*What you should do*.
Would you repeat the data below exactly, taking out the images?

*Stored data*.

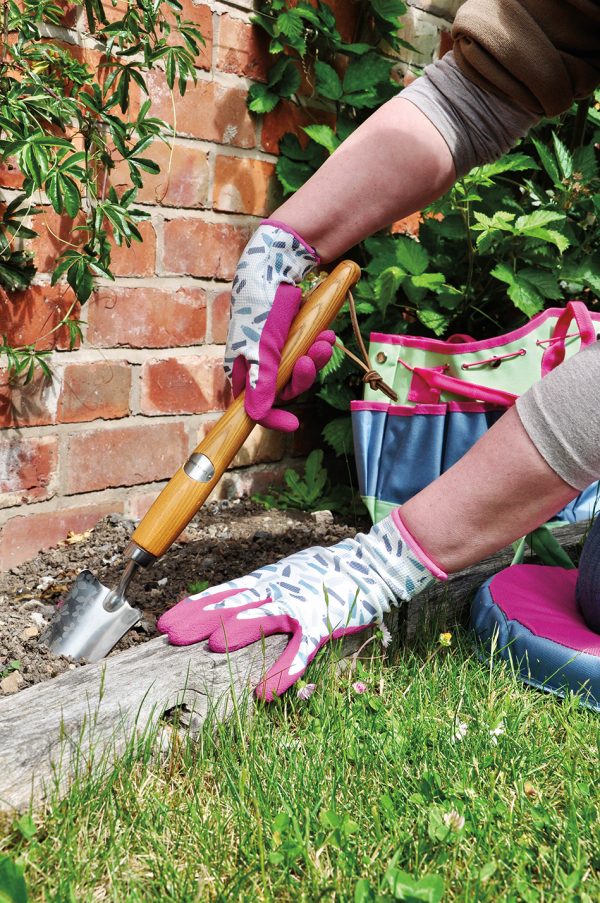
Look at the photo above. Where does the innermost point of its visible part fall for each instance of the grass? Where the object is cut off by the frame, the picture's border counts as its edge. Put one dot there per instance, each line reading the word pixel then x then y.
pixel 400 792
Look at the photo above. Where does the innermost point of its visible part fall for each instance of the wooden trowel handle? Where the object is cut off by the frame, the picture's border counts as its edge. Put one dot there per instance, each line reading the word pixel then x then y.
pixel 184 495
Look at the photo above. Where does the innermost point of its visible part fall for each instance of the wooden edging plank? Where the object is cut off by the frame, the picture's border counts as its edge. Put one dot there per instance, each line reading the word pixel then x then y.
pixel 89 715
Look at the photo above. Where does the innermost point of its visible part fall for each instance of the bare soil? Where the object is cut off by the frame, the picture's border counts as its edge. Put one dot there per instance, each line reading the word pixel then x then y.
pixel 224 541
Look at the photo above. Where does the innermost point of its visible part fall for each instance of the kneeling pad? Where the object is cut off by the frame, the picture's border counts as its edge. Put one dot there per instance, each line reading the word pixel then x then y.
pixel 532 611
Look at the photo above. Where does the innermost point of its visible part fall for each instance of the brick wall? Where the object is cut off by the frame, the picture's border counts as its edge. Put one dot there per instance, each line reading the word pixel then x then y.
pixel 122 411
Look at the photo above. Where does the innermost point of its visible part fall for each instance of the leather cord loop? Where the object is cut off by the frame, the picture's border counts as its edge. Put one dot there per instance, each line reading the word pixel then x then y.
pixel 370 375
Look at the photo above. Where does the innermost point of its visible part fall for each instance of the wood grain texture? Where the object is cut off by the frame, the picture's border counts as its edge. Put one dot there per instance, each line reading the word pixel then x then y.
pixel 182 497
pixel 84 719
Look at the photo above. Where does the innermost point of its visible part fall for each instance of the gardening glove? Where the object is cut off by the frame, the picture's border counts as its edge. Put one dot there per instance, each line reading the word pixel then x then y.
pixel 265 298
pixel 315 595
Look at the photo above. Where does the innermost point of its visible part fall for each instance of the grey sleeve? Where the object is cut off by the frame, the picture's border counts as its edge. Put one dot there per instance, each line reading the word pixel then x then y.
pixel 477 126
pixel 561 416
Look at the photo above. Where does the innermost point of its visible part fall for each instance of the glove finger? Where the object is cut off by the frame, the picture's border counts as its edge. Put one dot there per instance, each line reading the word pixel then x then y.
pixel 251 625
pixel 239 374
pixel 321 352
pixel 261 388
pixel 306 367
pixel 278 419
pixel 194 619
pixel 292 664
pixel 303 376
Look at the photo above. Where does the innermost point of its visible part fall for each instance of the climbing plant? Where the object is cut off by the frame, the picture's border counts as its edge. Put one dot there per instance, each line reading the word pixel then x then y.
pixel 508 239
pixel 66 121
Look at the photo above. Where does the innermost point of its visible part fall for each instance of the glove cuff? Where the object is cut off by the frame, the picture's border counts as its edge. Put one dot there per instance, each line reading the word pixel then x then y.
pixel 421 554
pixel 279 225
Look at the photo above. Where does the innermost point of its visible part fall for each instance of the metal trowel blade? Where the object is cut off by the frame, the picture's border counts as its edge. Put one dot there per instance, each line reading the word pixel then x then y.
pixel 83 627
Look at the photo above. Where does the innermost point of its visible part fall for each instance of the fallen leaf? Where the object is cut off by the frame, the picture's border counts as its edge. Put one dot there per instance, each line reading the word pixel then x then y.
pixel 73 538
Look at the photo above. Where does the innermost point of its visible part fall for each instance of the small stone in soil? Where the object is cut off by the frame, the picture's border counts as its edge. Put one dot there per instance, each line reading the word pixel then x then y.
pixel 12 683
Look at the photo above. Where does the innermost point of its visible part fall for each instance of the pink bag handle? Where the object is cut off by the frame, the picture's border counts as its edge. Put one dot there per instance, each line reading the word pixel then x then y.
pixel 459 338
pixel 437 380
pixel 555 352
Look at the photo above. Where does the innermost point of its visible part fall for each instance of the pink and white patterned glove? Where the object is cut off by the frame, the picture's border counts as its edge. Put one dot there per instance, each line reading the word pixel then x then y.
pixel 315 596
pixel 265 298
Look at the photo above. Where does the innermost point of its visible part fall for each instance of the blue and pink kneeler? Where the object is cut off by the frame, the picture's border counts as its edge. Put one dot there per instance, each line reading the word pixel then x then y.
pixel 546 621
pixel 528 614
pixel 449 394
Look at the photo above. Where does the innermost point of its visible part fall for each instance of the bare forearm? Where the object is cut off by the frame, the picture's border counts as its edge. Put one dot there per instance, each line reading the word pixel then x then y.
pixel 393 164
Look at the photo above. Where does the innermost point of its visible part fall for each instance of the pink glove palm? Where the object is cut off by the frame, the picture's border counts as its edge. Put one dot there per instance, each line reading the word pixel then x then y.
pixel 265 300
pixel 315 596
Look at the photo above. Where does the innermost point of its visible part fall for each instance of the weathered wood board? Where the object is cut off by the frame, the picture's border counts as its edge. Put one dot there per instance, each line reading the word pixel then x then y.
pixel 85 718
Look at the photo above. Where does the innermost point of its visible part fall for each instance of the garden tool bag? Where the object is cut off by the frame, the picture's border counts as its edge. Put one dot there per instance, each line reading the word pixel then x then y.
pixel 448 393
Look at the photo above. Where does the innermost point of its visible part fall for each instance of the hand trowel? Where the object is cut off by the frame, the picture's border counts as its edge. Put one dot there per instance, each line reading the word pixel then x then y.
pixel 92 617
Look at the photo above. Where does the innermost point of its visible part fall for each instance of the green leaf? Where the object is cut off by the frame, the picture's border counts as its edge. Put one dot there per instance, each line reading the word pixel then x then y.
pixel 386 286
pixel 411 255
pixel 363 892
pixel 292 174
pixel 284 78
pixel 548 161
pixel 333 364
pixel 538 218
pixel 72 198
pixel 338 435
pixel 433 318
pixel 290 24
pixel 585 271
pixel 405 887
pixel 431 281
pixel 523 293
pixel 323 135
pixel 26 826
pixel 355 49
pixel 389 10
pixel 12 883
pixel 551 236
pixel 563 157
pixel 366 72
pixel 514 162
pixel 544 281
pixel 328 81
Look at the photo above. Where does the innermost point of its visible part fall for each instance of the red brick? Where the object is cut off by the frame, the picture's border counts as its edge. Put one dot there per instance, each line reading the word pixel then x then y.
pixel 347 17
pixel 238 483
pixel 185 385
pixel 30 405
pixel 261 447
pixel 201 15
pixel 55 235
pixel 242 49
pixel 243 185
pixel 219 317
pixel 10 174
pixel 70 14
pixel 288 117
pixel 31 316
pixel 139 259
pixel 92 390
pixel 23 536
pixel 197 248
pixel 26 469
pixel 124 456
pixel 446 43
pixel 209 111
pixel 183 179
pixel 146 317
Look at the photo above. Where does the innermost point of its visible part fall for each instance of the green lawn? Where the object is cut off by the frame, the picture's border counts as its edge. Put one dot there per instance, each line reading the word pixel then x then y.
pixel 442 770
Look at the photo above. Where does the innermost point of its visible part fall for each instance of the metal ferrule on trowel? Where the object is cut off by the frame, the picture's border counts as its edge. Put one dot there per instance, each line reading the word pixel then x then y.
pixel 92 617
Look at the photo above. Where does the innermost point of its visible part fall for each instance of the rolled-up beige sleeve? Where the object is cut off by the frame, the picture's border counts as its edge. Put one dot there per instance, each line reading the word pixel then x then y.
pixel 540 54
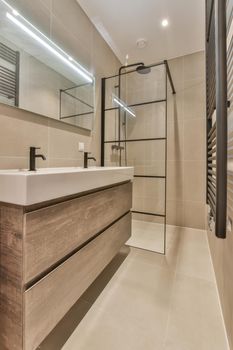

*Task answer*.
Look at the photo above. Where does the innermost point of its visible part fall for each instance of the grass? Where the object is cut off by the frame, the picture's border counts as its edge. Put one dot there per instance, each line reading the word pixel then x then y.
pixel 400 792
Look at the photo above. Where does the innermost point of its visible part fall for each instance of the wooden trowel handle? Where the object is cut off by the frame, the picture's border counts as its edge. Put one dot there per instance, each line reading the word pixel then x then y.
pixel 184 495
Look at the photo above. Where does the innermost point of its visible part fall for each instance of the wooden edging plank? Where the object is cut off by the frame, the picture's border counts as its edge. Put one dot there per instance, each line reading the word pixel then x then y.
pixel 89 715
Look at the photo above. Where does the innermost point of its visible part fall for each instance of the bare soil? Where the object is cut off by the frame, the picture's border counts as its edge. Put one dot there per instance, each line reading the word pixel then x then y.
pixel 224 541
Look at the photo above. Where does the innermost point of its visible part fall for each instance of the kneeling pad? Where the object is cut off by the frame, the picture's border counts as its edge. Put one dot there per instance, each line reading the word pixel then x then y.
pixel 532 611
Look at the photo above. Where does the innermost point of its visible part fall for each instance of the brick wall? Where the object is cut off by the frame, the picture's border counts as its edge. Put one dot there per instance, each line reading the word pixel then x then y.
pixel 122 411
Look at the photo above. Where does the innermost point of its visible part fall for each instance of the leather cord loop? Where the object is cut off by the frame, the picture's border counts as its edge. Put one dot there per instance, each line reading the word pixel then x then y.
pixel 370 375
Look at the photo above. Where does the innermost point of its visible part fall for each instance of the wood grain texture? Where the object is cut off by the frame, the picture's border counts as its edge. Put one dot there per instance, each line reading the word pixel then x then y.
pixel 182 497
pixel 84 719
Look at the photo above. Where does the innermost point of its visible part fall for each instance of the gardening glove? Where the object is cut off by the frame, the picture's border counts as its edge. Put one dot there per instance, each line reading the word pixel then x then y.
pixel 265 298
pixel 315 595
Look at the photo above. Where does the innermost point of its visible part fall for each instance of the grey sleeve? Where the object is cut off by the frame, the picture's border counts as its edge. Put one dot there per instance, each line reading the word pixel then x then y.
pixel 477 126
pixel 561 416
Look at the photo above. Where does the innermost point of its visible part fall for each instance of the glove finger? Where the object is cut off by the frame, the picture's border counts as its edge. Put one dot there per instance, each line reading the word pixel then x then y.
pixel 251 625
pixel 239 374
pixel 321 352
pixel 261 388
pixel 306 367
pixel 278 419
pixel 194 619
pixel 292 664
pixel 303 376
Look at the photo above. Where does the innermost point of its visible part fall for each instance of the climbing plant? Where the object is cut off by the frame, the picture's border counts as its edge. Put one dot there per instance, each line reading the word pixel then x then y.
pixel 508 239
pixel 66 121
Look at the photo above. Where does the innermost point of its visible part fall for each instance of the glove cuff? Where the object is cut off by the frame, the picture's border counts as its edge. Put one dot there per instance, each line reading the word pixel then x then y.
pixel 421 554
pixel 279 225
Look at the photo above. Where does the innermost point of its visible part fall for each instance of the metal trowel blade? Where the object is cut off by the frame, the picture's border counts as its edge. Put one dot there per instance, each line reading the word pixel then x then y.
pixel 83 627
Look at the photo above. Where does the innermost point of its visible part fall for each instance of the fallen leaf? Where the object is cut off by the frame, the picture's border counts as its edge. Put one dot there per instance, each line reading the word pixel then x then y.
pixel 73 538
Look at the photo above. Where does the innermost point of its visible part fall for each instance of the small stone in soil? Where the object is cut off by the frame, the picture's border counts as its edge. Put one dot there per instance, each line reading the word pixel then x then y.
pixel 12 683
Look at the photo above. Where does the innermost point of its visible part fall for each instance of the pink bag handle? Where the object is cut off by the frame, the picture's border counts as its edge. Put one dot there per instance, each line reading the word pixel then x then y.
pixel 459 338
pixel 437 380
pixel 555 352
Look at the photo above. Where does the innermost point of its visible part fall for each instance of the pink and white patterned glove? Where the object is cut off by the frame, the picture's border counts as its edge. Put one dot there per instance, each line reading the word pixel then x then y.
pixel 315 596
pixel 265 298
Look at the photo above. Where does the innermost point of its visible part fall for each instance of the blue and pink kneeler? Where the object is cut off by the frame, the picture's border counts as its edge. Put one dot there per instance, each line reading the word pixel then x then y.
pixel 546 621
pixel 528 614
pixel 449 394
Look at the photo above. Where does the innermost point of its visible part fall for each instance of the bare forearm? Where the object is cut off by the frame, the picture's border counts as its edge. Put one dot there per instance, each line reading the word pixel then x then y.
pixel 393 164
Look at the photo above. Where does the innermost point of its visible part fall for each instance of the pink glove palm? Where the object is cut off by the frame, the picture's border counts as its edge. Put one dot there per instance, each line reading the word pixel then x then y.
pixel 265 300
pixel 315 596
Look at the photo above. Where does the innermost point of its visible part fall for each instance of the weathered wood board? Where the object is cut off by the frame, the picture's border counts as its edge. Put one dot there per instance, each line reading the word pixel then x then y.
pixel 85 718
Look at the photo above. Where does the innermost point of its visible part fall for each instance of the garden tool bag? Where the object is cut off by the frame, the picture's border counts as its edge. Put one dot there per instance, each line reading the word pixel then x then y.
pixel 448 393
Look at the photo above. Where does the innermost point of its visible part fall for each instance of the hand trowel? Where the object is cut off by the frame, the picture's border counts as its edge. Put one dot there per instance, each line reading the word pixel then x then y.
pixel 92 617
Look at the photo above. Where does the innermost point of its visible part fall for each instance of the green leaf? Where the object is cut off by the frame, the picture's border counts as its edge. Put one dot there per instance, each line reading the word pixel then x then y.
pixel 386 286
pixel 411 255
pixel 363 892
pixel 292 174
pixel 284 78
pixel 548 161
pixel 333 364
pixel 538 218
pixel 72 198
pixel 338 435
pixel 433 318
pixel 290 24
pixel 585 271
pixel 405 887
pixel 431 281
pixel 523 293
pixel 323 135
pixel 26 826
pixel 355 49
pixel 389 10
pixel 12 883
pixel 551 236
pixel 563 157
pixel 366 72
pixel 514 162
pixel 544 281
pixel 328 81
Look at the photo above. Where does the innermost point of its visible part fall for each instance of the red brick? Where the object is cut off by the frame, the picture's border counts as its edge. Put one dot there per instance, each line reading the word pixel then x then y.
pixel 347 17
pixel 238 483
pixel 185 385
pixel 30 405
pixel 261 447
pixel 201 15
pixel 55 235
pixel 242 49
pixel 243 185
pixel 219 317
pixel 10 174
pixel 70 14
pixel 288 117
pixel 31 316
pixel 139 259
pixel 92 390
pixel 23 536
pixel 197 248
pixel 26 469
pixel 124 456
pixel 446 43
pixel 209 111
pixel 183 179
pixel 146 317
Look at the photo above. Where does the innermost point of its visible part fall for each instance of the green lawn? Where the object is cut off by the frame, the picture's border counts as its edge. Put one dot there per instance, each line reading the word pixel then x then y.
pixel 442 770
Look at the photo above. Where does the innermost point of its visible part fall for each instance of the metal ferrule on trowel? Where the object is cut off by the frame, the picture's border counts as its edge. Put one dot there per instance, each line reading the word pixel then x then y.
pixel 92 617
Look at the photo above. Where does the innermost point of its visible part fall for each instance of the rolled-up beige sleeve? Where the object is cut off by the frame, the picture's border counts as its edge. Put one dot there per instance, each line reading the word pixel then x then y.
pixel 540 54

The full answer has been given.